▸ **Exercise materials**

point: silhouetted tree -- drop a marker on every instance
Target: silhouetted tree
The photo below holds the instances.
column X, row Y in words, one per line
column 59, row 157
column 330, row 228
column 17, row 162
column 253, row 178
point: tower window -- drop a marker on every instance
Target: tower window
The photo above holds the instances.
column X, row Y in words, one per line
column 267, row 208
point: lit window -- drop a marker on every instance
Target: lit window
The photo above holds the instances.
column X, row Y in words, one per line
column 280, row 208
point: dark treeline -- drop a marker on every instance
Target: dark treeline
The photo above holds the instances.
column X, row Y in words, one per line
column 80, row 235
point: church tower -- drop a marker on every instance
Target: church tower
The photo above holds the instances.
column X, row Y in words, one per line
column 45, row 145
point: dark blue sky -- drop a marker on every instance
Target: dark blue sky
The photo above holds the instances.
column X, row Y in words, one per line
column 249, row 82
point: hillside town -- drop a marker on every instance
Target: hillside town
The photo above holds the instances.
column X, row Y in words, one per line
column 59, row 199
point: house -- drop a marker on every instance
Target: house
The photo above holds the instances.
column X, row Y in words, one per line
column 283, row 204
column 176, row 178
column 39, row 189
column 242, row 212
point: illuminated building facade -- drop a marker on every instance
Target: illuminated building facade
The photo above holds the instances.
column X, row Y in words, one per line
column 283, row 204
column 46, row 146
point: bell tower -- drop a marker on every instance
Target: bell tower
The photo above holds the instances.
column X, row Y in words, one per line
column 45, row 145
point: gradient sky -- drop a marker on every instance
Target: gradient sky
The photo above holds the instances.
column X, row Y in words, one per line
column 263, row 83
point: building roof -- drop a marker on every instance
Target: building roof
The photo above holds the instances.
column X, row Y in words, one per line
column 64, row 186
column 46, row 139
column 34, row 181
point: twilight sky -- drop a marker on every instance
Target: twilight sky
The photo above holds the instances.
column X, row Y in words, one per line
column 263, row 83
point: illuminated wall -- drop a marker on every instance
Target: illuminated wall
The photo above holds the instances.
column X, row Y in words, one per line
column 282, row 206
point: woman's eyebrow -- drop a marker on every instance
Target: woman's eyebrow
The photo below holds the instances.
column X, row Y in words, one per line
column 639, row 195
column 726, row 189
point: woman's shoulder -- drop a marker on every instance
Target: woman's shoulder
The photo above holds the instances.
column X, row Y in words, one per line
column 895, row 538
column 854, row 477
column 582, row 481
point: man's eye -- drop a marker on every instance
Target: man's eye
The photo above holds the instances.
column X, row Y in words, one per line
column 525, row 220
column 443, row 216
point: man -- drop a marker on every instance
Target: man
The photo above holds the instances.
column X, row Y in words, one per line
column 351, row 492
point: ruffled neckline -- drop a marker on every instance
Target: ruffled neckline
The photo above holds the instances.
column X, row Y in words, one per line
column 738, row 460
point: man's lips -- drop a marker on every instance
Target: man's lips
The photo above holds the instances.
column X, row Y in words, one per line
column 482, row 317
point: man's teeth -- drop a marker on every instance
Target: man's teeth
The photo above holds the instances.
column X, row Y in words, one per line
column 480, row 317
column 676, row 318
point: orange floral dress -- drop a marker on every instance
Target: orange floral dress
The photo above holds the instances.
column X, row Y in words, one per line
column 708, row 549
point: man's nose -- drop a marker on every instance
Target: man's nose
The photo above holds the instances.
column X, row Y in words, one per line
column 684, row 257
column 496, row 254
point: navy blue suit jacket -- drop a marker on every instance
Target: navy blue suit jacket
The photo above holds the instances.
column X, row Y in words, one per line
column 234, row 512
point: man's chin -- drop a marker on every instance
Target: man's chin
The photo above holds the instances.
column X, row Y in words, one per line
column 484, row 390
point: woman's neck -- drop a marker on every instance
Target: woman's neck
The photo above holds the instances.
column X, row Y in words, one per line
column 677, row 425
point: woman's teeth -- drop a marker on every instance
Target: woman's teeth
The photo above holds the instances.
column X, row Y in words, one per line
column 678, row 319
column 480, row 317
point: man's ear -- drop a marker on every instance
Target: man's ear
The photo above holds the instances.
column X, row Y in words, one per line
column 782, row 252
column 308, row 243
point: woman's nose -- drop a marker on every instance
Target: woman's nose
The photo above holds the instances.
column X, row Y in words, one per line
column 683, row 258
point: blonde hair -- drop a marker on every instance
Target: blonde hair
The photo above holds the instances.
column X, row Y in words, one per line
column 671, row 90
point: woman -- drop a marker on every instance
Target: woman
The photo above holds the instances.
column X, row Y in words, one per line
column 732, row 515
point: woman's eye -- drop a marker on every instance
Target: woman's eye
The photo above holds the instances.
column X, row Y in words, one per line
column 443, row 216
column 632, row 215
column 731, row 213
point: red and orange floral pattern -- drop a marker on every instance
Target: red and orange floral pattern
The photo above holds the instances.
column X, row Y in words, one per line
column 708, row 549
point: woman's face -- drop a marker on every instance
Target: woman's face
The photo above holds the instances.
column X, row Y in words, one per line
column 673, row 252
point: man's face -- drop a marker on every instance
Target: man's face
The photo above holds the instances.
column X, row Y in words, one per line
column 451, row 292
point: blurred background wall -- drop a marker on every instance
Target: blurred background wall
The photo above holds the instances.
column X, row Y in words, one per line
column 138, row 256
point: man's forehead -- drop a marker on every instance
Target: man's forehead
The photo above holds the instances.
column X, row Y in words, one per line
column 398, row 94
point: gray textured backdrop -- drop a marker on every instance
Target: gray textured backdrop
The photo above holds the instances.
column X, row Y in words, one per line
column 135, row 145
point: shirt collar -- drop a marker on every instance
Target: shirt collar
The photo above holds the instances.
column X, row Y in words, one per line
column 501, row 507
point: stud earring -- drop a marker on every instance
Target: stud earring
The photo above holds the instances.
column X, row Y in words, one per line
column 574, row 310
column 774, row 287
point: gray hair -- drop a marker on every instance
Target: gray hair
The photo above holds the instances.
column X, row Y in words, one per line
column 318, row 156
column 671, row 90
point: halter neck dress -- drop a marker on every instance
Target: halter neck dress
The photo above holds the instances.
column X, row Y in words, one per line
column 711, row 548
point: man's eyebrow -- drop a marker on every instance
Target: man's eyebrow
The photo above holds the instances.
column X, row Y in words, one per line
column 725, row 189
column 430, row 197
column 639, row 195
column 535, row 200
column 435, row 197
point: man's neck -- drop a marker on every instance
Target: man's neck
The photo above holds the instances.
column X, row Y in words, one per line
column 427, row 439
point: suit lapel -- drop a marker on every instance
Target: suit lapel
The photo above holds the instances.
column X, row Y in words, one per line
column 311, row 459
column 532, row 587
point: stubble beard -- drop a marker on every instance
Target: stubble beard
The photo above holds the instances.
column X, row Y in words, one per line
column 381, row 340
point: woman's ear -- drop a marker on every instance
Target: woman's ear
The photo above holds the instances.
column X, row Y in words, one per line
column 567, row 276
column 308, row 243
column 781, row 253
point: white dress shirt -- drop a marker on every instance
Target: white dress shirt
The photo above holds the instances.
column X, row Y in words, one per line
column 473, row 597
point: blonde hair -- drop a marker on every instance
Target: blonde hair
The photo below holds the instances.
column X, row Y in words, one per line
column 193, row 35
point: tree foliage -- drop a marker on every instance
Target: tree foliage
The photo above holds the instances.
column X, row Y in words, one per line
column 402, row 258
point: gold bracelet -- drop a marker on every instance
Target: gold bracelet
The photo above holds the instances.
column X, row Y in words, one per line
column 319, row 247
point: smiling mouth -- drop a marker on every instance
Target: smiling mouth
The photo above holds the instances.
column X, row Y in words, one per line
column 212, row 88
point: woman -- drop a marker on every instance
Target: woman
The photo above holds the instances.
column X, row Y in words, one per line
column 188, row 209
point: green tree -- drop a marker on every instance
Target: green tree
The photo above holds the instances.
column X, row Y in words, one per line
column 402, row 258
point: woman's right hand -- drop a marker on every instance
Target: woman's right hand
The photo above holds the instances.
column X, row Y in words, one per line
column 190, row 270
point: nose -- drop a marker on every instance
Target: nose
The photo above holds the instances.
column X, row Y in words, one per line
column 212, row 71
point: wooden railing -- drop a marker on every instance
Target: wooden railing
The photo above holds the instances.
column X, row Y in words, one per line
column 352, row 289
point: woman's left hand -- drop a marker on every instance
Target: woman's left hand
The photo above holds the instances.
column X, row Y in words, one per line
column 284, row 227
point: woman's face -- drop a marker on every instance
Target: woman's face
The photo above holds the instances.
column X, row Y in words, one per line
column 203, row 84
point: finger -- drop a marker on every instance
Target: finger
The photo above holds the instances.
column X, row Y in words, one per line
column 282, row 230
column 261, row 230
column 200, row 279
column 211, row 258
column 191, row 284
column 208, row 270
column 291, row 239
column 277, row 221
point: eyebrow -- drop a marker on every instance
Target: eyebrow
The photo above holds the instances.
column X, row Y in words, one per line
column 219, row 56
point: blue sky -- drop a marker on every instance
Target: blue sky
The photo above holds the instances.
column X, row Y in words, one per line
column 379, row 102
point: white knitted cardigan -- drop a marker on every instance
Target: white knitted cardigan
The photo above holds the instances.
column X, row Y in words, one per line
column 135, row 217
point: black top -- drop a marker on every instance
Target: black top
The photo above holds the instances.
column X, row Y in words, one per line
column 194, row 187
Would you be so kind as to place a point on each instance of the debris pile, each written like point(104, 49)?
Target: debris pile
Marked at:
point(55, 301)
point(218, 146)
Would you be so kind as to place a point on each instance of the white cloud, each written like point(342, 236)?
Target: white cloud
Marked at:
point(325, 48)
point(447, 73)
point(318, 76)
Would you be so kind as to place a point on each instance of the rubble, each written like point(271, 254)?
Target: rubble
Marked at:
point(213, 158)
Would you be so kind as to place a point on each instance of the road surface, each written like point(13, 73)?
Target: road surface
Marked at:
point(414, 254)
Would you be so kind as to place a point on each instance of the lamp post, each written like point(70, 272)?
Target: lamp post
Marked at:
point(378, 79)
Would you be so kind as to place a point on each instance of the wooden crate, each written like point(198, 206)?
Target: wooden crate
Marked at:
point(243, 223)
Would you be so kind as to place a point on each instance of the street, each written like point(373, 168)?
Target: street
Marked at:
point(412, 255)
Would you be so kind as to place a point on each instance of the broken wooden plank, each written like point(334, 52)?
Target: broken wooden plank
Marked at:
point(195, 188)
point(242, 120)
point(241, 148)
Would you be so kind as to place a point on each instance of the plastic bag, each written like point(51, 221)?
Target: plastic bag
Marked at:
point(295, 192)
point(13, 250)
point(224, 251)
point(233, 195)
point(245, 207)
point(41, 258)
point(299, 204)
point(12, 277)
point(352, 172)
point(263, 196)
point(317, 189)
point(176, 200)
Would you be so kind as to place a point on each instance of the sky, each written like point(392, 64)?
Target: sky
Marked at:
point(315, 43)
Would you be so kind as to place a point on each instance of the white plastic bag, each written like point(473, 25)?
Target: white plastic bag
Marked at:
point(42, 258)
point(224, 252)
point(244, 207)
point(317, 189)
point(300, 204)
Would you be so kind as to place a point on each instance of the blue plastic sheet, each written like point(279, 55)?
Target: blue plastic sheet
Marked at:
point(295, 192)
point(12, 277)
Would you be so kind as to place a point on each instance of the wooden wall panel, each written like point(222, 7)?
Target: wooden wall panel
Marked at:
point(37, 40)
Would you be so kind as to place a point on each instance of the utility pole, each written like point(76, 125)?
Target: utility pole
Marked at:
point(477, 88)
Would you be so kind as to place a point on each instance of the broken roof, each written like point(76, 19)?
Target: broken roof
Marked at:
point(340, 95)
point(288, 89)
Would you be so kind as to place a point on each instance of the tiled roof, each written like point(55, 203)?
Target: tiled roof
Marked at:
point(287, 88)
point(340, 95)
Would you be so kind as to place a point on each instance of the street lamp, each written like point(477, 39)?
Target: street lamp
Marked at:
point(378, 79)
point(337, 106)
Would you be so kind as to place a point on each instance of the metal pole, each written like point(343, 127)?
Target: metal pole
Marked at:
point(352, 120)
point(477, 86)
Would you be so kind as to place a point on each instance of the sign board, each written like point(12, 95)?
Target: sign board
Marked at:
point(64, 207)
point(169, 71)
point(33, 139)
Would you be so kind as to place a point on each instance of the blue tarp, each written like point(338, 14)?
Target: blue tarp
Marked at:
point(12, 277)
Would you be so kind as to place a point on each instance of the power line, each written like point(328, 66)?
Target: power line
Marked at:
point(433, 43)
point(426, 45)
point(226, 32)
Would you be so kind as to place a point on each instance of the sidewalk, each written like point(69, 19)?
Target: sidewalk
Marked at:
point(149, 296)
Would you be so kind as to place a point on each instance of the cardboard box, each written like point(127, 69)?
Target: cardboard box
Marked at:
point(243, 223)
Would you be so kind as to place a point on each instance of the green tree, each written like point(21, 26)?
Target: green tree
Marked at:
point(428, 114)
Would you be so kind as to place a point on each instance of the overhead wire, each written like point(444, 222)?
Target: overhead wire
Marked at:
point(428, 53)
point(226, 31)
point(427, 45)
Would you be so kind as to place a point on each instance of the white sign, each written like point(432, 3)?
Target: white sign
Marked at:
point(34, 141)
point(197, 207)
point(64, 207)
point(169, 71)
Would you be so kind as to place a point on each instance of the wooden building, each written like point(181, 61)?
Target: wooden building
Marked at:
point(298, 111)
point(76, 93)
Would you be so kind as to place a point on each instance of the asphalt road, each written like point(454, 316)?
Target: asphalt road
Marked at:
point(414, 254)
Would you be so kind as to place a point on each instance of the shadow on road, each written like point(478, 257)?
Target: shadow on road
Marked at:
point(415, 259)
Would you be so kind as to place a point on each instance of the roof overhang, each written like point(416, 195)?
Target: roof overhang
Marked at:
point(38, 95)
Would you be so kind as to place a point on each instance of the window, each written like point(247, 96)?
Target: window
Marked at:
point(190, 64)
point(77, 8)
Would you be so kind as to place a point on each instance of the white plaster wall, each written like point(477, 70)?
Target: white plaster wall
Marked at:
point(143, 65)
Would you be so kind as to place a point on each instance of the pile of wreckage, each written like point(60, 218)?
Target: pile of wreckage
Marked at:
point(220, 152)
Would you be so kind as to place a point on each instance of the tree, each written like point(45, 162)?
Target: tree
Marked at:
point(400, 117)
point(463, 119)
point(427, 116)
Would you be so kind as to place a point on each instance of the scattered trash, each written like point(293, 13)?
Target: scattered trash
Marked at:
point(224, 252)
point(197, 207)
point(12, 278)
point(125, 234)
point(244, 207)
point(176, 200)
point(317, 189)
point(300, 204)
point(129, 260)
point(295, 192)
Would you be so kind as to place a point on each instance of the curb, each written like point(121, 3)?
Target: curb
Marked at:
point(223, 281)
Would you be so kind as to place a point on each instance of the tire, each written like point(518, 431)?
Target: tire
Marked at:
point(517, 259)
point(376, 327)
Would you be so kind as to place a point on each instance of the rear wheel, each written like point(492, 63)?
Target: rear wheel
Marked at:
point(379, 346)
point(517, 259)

▸ **Work to be completed**
State how many lines of the records above contain the word "panel", giving only that number.

▸ **Answer area**
2